Produce as output only the lines below starting at the line with "Query: hazy sky" and continuing through the line with "sand and return the coordinates.", each one exactly as written.

=======

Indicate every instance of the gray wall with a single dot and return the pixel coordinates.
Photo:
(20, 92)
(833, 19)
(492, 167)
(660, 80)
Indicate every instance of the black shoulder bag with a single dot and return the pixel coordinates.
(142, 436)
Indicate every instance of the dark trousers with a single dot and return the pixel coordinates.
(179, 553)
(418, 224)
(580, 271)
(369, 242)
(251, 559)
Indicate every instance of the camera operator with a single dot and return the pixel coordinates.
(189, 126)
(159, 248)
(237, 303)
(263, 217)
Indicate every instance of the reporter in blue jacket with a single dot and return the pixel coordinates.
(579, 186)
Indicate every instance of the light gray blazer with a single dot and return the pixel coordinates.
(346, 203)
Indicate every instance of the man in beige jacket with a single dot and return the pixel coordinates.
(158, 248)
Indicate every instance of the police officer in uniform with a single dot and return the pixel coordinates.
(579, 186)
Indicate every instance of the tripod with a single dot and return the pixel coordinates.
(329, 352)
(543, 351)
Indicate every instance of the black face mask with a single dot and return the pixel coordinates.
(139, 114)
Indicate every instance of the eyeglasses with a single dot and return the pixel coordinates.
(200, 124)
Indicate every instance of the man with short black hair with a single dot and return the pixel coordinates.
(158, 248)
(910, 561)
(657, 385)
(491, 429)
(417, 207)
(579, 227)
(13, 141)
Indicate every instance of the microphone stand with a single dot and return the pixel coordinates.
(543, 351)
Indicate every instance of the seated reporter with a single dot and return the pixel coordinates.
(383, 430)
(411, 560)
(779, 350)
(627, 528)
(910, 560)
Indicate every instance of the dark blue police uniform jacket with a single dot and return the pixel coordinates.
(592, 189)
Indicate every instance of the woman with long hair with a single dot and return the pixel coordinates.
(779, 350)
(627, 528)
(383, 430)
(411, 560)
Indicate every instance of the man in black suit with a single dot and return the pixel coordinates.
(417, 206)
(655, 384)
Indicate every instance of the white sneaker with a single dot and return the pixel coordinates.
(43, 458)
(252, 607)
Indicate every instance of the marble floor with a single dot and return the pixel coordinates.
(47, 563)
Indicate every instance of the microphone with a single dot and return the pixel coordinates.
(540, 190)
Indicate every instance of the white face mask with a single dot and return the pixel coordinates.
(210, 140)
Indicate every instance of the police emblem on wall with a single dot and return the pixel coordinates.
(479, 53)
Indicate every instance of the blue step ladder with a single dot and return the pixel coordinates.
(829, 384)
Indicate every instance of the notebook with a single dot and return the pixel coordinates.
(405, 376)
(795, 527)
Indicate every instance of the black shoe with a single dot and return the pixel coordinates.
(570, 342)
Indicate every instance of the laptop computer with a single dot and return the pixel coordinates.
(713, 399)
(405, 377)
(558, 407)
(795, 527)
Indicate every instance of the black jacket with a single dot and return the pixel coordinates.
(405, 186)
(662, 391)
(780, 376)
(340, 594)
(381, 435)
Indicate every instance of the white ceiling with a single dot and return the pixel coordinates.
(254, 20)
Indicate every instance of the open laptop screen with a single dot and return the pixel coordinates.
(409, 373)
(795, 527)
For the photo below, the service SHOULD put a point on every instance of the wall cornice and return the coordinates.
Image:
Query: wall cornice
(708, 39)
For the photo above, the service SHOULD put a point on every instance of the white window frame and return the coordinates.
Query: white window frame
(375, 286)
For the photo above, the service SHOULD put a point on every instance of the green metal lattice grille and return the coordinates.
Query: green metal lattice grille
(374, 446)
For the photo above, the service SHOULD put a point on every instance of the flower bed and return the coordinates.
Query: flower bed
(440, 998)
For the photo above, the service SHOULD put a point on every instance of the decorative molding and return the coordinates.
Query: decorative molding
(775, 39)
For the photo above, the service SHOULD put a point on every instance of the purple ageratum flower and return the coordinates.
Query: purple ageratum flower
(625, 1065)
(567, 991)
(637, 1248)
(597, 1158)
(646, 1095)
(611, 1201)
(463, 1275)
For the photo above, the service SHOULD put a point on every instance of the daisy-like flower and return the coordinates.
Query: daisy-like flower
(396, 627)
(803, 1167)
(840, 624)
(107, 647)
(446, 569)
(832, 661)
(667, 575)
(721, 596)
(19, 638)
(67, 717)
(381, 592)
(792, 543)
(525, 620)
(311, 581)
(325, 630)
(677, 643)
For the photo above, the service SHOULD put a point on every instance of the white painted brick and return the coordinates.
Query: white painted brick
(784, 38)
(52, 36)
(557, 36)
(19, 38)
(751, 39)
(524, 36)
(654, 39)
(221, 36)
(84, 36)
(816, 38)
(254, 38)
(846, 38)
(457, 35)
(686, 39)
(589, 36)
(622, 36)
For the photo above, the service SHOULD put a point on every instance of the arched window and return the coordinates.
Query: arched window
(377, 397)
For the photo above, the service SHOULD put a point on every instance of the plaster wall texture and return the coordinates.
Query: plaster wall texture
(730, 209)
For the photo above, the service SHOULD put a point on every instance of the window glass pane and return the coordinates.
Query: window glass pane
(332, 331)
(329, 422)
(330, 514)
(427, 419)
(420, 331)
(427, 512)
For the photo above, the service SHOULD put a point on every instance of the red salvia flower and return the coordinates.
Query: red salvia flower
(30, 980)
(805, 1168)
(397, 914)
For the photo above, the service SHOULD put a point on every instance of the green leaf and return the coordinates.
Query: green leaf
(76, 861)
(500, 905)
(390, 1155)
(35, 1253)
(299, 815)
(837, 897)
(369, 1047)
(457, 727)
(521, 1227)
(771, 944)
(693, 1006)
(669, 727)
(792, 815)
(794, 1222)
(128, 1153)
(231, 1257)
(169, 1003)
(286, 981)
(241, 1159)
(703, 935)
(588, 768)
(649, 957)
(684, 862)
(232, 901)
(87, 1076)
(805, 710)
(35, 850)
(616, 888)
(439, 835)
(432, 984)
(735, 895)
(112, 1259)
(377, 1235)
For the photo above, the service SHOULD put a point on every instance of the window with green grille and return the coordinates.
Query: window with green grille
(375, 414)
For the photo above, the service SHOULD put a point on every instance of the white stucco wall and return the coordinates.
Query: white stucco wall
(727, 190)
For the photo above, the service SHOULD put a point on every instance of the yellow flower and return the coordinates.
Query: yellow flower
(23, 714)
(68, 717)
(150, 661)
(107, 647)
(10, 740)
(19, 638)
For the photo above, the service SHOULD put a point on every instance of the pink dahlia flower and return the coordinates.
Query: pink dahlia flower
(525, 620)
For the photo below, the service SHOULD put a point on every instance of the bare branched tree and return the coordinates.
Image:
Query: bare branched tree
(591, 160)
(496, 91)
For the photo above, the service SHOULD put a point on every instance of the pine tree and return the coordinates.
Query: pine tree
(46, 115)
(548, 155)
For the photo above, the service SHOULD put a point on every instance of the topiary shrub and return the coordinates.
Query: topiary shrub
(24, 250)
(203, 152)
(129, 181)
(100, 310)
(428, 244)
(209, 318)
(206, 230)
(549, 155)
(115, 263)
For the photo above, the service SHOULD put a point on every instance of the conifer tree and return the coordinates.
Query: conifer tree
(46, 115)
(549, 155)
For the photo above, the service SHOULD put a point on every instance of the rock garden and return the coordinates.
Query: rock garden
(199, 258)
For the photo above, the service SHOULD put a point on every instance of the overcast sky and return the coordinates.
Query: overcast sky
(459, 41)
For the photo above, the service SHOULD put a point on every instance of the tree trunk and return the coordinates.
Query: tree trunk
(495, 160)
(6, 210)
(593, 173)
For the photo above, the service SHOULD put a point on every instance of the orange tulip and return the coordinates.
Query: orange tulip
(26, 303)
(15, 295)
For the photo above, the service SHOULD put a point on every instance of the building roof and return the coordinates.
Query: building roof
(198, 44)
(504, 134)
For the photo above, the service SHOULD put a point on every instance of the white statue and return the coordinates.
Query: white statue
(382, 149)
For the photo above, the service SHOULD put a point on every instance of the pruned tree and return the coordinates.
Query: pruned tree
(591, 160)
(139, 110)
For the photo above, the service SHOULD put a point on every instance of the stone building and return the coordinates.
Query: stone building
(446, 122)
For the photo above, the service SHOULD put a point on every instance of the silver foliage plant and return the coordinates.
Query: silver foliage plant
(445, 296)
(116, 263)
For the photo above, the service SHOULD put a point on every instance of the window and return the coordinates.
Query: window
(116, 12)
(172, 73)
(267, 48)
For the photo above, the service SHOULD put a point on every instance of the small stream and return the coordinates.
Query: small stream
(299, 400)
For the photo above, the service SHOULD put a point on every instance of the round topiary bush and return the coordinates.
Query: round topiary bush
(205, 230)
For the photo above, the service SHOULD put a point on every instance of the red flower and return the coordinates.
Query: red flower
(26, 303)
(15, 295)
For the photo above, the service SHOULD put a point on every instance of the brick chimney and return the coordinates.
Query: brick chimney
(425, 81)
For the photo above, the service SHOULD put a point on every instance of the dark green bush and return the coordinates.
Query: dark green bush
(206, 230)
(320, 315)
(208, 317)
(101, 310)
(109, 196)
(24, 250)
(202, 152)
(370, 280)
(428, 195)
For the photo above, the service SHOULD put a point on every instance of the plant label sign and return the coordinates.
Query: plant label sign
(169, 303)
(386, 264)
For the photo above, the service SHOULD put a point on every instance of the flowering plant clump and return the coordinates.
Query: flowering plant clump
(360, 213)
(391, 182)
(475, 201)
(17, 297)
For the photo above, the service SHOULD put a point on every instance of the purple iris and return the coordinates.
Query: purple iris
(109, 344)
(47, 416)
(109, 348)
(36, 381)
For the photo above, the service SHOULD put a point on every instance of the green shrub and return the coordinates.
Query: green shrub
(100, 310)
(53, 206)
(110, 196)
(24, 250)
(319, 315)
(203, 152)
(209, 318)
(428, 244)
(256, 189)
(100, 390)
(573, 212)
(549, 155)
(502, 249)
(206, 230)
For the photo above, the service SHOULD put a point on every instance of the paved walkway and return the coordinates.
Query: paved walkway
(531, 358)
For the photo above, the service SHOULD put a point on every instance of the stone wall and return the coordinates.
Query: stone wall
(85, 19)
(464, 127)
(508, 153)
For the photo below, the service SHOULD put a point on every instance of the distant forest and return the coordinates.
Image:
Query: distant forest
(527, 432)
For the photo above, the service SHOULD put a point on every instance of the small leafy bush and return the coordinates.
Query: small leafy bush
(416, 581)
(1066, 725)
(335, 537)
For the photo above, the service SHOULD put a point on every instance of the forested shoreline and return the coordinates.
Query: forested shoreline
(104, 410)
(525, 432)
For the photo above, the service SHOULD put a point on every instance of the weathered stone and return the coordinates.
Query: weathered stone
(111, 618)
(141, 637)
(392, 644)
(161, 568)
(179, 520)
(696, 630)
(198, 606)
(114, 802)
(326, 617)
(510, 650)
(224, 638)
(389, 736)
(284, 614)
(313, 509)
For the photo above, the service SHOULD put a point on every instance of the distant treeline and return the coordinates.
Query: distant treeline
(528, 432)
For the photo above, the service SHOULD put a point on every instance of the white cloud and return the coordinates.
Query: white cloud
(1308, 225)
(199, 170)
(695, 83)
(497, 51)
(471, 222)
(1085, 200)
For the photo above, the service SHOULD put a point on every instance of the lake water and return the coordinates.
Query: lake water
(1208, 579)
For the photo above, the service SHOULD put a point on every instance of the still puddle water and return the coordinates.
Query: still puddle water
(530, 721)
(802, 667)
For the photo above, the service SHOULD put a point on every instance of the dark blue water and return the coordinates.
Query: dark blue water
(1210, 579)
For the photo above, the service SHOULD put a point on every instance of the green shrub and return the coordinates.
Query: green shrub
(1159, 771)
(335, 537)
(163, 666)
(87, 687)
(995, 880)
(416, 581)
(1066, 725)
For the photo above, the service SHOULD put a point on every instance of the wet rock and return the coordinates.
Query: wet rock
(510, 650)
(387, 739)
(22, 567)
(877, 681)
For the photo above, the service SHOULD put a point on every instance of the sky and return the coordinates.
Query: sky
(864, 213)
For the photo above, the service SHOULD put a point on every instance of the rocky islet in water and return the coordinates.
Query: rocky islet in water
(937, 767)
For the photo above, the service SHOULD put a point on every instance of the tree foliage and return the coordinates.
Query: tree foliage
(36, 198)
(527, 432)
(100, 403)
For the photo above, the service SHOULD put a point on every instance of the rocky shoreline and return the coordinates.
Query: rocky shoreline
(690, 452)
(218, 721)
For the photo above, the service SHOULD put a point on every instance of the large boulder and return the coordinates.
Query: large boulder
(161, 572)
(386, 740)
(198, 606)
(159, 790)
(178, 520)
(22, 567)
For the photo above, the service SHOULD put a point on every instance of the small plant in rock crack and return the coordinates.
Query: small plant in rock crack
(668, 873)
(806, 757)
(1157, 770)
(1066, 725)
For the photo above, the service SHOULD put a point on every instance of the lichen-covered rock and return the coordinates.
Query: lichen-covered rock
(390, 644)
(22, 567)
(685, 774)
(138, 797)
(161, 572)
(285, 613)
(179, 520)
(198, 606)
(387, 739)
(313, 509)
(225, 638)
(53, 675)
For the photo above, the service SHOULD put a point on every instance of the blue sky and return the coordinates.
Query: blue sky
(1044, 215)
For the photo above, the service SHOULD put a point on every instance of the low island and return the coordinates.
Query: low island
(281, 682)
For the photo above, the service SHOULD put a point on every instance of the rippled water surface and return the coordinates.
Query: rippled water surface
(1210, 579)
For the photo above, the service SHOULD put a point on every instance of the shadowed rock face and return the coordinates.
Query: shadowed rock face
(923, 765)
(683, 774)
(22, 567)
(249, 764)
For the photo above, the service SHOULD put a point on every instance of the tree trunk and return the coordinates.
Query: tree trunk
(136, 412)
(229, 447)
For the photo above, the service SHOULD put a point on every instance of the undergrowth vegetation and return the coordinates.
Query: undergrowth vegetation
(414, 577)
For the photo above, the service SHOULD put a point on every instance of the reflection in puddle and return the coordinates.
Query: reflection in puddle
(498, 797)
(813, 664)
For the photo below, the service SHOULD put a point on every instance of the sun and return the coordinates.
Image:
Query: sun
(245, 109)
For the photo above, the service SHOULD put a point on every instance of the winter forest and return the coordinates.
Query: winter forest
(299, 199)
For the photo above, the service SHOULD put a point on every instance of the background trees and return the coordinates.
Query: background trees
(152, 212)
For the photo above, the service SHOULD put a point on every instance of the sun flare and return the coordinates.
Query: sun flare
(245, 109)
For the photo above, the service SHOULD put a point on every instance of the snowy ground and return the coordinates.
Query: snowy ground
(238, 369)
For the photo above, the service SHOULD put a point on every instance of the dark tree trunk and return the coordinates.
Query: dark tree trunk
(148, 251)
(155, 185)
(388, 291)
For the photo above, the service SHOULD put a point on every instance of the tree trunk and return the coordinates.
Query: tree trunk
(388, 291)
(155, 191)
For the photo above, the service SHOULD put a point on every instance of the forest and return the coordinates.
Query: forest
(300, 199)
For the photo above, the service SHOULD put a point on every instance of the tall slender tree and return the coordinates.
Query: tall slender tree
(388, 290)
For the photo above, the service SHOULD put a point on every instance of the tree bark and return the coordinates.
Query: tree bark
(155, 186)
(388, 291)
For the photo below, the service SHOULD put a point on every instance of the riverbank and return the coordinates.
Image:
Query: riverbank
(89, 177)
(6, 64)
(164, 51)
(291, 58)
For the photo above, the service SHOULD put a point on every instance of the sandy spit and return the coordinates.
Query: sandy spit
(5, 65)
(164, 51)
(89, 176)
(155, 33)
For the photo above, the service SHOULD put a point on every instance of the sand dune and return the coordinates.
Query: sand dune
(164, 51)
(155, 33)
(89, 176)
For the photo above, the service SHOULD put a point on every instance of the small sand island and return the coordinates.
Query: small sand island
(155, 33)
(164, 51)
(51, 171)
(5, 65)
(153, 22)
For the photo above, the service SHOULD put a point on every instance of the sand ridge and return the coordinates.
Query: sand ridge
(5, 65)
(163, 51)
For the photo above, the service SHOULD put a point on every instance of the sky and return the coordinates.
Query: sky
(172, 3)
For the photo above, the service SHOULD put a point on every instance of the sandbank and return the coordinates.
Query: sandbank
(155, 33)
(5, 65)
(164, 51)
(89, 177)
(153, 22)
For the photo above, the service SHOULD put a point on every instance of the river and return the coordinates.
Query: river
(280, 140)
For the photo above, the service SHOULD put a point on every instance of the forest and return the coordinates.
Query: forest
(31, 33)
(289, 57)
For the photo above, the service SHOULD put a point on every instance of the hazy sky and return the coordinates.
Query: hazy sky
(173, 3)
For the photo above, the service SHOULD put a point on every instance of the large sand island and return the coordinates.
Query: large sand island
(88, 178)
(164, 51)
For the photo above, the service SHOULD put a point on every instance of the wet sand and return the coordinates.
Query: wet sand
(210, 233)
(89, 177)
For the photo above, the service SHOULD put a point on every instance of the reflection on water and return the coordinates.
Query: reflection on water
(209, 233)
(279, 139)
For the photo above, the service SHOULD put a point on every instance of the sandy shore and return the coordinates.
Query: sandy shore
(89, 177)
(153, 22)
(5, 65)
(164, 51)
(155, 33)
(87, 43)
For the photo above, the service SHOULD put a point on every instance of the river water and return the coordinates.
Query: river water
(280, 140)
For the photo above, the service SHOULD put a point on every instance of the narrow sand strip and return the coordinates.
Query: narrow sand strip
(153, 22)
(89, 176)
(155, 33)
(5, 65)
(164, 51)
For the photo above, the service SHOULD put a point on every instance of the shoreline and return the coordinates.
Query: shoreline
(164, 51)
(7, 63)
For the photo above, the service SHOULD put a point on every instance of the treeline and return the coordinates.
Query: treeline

=======

REPLY TO THE EXERCISE ->
Query: hazy sky
(173, 3)
For the photo above, the service SHOULD put a point on every instance of the large sand island and return the coordinates.
Query: large sand island
(88, 178)
(164, 51)
For the photo above, the service SHOULD put a point on every instance of the wet sand and return the coordinates.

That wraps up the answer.